▸ **Assignment**: No pictures should be carried over. Output all other parts of the entries verbatim.
Provided data START
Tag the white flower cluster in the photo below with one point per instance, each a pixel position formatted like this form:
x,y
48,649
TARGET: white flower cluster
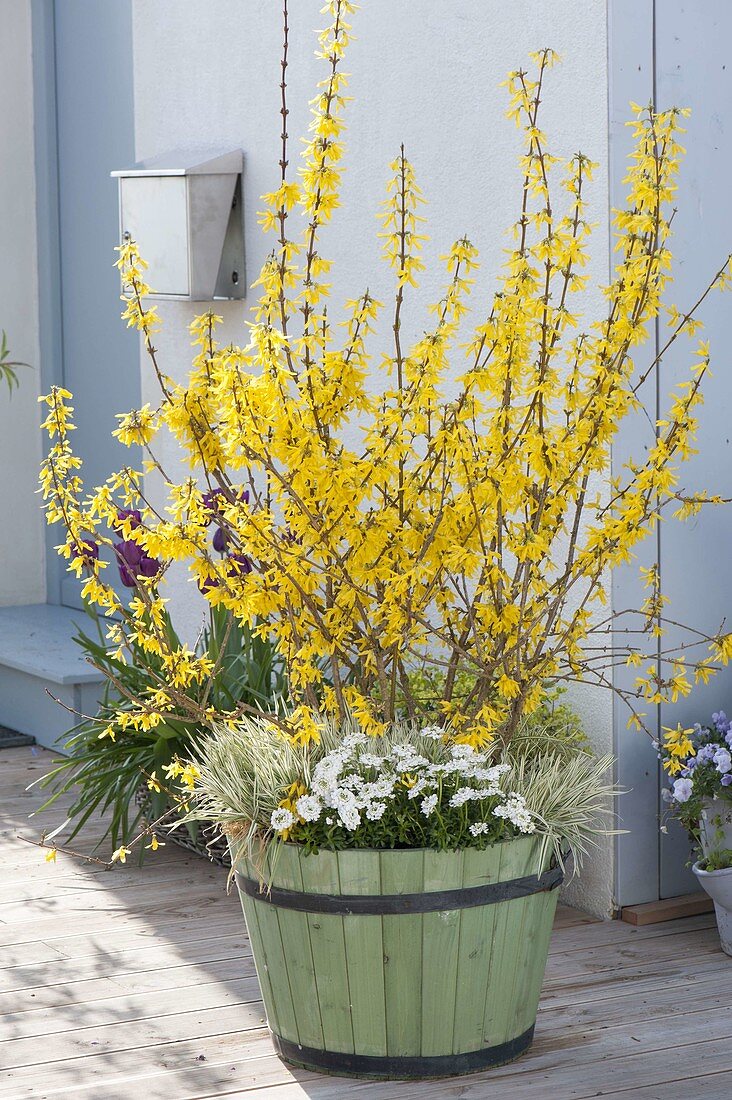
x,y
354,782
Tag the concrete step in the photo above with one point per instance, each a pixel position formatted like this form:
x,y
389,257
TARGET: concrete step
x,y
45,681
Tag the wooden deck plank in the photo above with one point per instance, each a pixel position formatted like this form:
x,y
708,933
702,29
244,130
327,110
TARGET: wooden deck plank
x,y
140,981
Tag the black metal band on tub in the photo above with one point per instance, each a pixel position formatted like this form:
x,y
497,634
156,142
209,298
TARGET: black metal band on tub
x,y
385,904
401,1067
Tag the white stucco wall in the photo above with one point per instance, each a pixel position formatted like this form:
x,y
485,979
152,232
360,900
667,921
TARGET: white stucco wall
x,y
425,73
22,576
Provided data END
▸ **Written answer**:
Tag the white flower cluster in the photo below with one point per instance, each a pixel position formatted like this form:
x,y
48,649
TARGET: white flower cluster
x,y
354,782
Tag the concrete step in the photo above with one point per instance, each a pixel position formatted like this form:
x,y
389,257
TARGET: concrete step
x,y
45,681
Tag the wooden deck plank in the photo above with one point per instance, each a pixel position formatted like this form:
x,y
708,933
702,29
244,130
327,110
TARGET: wooden deck plank
x,y
140,981
Tag the black metal band on tub in the photo above with one point per instance, each a pixel position formatted like this form:
x,y
497,634
156,142
209,298
TARGET: black metal band on tub
x,y
385,904
401,1067
Tag the white stucco wall in the photo above with one point per instance, each a pixel position formatted like this form:
x,y
485,979
152,232
360,900
667,921
TARGET: white stucco wall
x,y
425,73
22,576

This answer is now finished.